— Source extract —
3. Electrodynamic Forces in FEM Simulations

The purpose of the publication was not to test the mechanical and electromechanical strength of electrotechnical equipment. Model validation was executed for critical states without any short-circuit-protection device. Manufacturer and equipment quality were not assessed. The conducted tests were not the type of tests used for the associated equipment. It is also worth mentioning that the research was critical to determining the value of the flowing current. The quality of the casing and insulators was not analyzed, and this has not been researched. The purpose of the research is clearly indicated at the beginning of the publication. The authors focused on interactions and phenomena in current paths.

Low-voltage switchgears are constructed of materials that are able to withstand mechanical, thermal, and dynamic exposure from short-circuit currents. Requirements as to mechanical strength are imposed not only on enclosures, but also on all partitions, brackets, hinges, and locks, which should have adequate mechanical endurance to withstand the stresses arising during short circuits in the low-voltage switchgear. The real object prepared for experiments and its 3D model are shown in Figure 2 below.

During the flow of the short-circuit current through the current paths and switchgear wires, electrodynamic forces are generated, which generate stresses on the support insulators of the current paths and cable fastenings, mainly between the following:

• Current paths;
• Current wires;
• Ferromagnetic materials, conductors, and busbars;
• Boundary surfaces of materials with different magnetic permeability.

— Excerpted records —
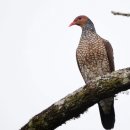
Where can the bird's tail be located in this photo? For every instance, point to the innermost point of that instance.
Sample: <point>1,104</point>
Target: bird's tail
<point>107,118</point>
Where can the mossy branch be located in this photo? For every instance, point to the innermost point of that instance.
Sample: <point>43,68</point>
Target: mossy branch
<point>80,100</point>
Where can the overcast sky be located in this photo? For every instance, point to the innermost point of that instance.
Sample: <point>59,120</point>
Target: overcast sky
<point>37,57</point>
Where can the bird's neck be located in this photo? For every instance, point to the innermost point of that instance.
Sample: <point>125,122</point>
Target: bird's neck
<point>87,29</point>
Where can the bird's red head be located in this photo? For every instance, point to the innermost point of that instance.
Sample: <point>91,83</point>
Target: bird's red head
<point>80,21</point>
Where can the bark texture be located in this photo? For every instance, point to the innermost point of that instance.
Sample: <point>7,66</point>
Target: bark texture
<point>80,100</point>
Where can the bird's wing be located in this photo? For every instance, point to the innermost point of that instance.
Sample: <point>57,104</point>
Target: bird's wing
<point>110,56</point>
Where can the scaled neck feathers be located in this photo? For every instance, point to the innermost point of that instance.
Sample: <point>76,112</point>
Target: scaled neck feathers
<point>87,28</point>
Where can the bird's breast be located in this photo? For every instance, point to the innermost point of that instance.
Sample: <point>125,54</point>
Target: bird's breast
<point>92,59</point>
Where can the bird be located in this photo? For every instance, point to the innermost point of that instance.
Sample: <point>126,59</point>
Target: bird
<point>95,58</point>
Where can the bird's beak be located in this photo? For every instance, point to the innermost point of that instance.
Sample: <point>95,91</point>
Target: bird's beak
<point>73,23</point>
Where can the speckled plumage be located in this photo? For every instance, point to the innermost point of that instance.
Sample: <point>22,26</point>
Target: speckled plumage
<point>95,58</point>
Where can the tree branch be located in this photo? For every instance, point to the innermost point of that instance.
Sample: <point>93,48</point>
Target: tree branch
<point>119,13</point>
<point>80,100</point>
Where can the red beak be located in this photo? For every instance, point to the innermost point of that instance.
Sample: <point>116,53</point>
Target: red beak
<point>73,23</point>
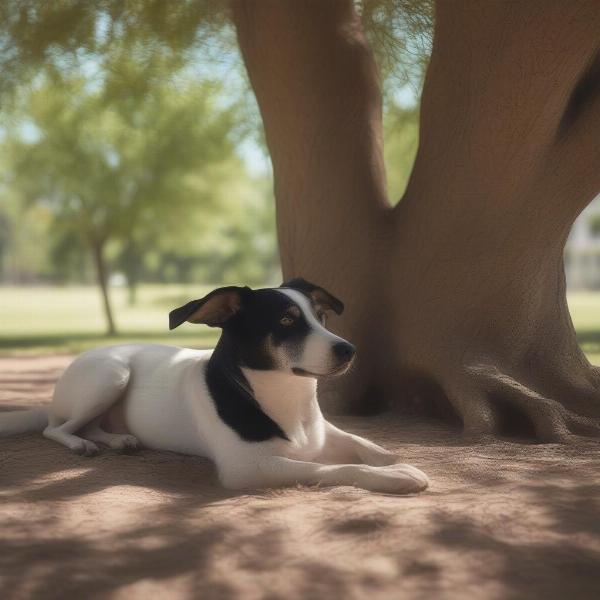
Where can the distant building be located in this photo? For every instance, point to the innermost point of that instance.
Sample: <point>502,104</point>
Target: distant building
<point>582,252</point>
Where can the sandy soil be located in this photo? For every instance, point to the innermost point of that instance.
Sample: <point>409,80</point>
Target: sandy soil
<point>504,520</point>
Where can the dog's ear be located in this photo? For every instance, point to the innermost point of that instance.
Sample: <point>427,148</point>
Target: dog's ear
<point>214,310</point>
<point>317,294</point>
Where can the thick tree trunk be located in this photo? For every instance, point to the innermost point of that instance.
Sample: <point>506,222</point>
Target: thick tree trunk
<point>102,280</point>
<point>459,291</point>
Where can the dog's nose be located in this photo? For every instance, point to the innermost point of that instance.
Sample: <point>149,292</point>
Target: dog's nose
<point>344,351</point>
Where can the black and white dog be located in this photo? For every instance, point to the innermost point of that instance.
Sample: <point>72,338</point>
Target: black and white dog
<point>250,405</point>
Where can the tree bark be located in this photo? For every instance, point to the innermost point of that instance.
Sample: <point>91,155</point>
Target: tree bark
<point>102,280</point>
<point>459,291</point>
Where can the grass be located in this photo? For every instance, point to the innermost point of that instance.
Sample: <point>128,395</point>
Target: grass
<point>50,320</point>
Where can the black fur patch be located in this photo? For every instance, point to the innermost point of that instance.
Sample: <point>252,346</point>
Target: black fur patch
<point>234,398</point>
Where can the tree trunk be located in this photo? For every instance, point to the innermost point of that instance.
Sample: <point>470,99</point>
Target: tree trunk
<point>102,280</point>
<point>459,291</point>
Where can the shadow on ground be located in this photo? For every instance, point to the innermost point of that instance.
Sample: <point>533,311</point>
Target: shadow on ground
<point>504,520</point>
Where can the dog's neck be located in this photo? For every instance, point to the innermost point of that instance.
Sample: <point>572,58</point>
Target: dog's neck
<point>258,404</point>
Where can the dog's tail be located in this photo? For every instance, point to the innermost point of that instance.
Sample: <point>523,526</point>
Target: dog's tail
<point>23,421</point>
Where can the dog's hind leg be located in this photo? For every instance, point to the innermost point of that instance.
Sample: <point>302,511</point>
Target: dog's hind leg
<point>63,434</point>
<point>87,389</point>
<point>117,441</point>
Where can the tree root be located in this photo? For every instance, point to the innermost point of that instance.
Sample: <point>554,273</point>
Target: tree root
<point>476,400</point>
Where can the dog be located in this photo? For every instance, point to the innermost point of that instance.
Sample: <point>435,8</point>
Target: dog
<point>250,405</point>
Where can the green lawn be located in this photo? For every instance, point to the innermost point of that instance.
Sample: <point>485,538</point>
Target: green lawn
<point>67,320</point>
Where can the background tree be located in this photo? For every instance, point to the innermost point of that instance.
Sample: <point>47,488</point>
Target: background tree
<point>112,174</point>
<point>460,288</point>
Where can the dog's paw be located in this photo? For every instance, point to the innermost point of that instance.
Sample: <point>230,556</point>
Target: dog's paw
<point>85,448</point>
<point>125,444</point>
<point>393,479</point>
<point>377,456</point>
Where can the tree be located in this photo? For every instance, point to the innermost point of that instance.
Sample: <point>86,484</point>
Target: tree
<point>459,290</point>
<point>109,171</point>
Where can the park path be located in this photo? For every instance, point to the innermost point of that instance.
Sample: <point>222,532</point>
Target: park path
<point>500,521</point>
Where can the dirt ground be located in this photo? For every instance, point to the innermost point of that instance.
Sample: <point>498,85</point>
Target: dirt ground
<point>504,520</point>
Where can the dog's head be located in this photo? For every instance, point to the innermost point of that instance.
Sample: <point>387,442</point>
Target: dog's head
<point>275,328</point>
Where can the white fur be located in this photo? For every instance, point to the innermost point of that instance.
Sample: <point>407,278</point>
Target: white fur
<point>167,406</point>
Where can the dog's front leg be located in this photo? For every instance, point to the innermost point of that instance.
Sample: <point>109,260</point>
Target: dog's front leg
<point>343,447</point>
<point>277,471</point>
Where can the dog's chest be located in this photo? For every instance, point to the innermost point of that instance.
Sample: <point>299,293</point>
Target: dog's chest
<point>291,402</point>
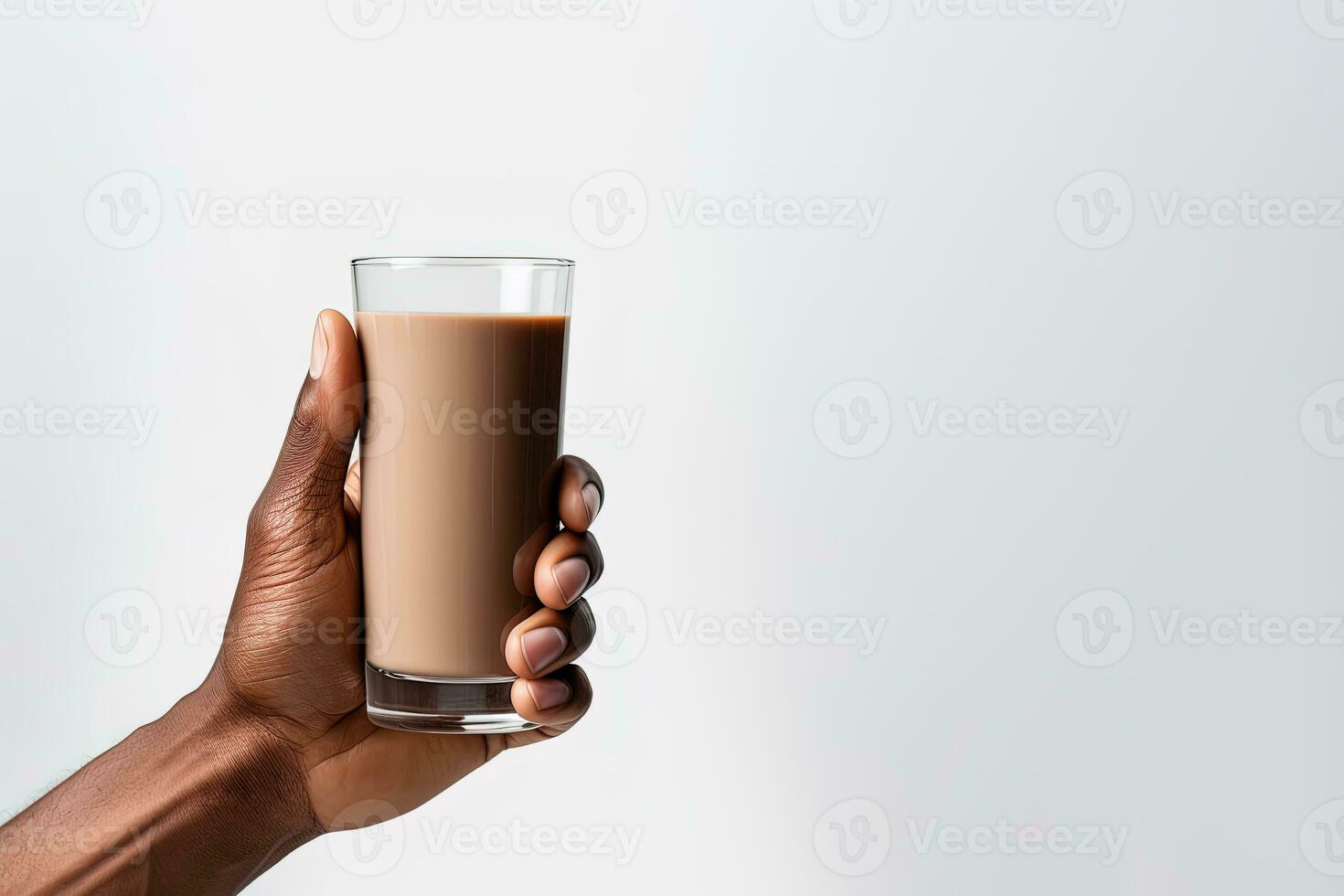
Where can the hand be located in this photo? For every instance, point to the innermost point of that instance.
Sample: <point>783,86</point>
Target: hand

— Set exercise 1 —
Do these statements agree with the excerpt on electrodynamic forces in switchgear? For each, answer yes or no and quote the words that decide it. (a) The quality of the casing and insulators was analyzed. (b) Mechanical strength requirements apply to hinges and locks as well as to enclosures. (c) Model validation was executed with a short-circuit-protection device in place.
— Set exercise 2 —
Copy out the lines of the records, starting at the line that contains "Where can the dog's nose" and ending at the line that contains "<point>344,351</point>".
The excerpt on electrodynamic forces and the records are unrelated material.

— Final result 1 —
(a) No: "The quality of the casing and insulators was not analyzed"
(b) Yes: "Requirements as to mechanical strength are imposed not only on enclosures, but also on all partitions, brackets, hinges, and locks"
(c) No: "Model validation was executed for critical states without any short-circuit-protection device."

— Final result 2 —
Where can the dog's nose be located in this photo? For every instance, point to the innermost point of that instance.
Sample: <point>149,292</point>
Target: dog's nose
<point>344,351</point>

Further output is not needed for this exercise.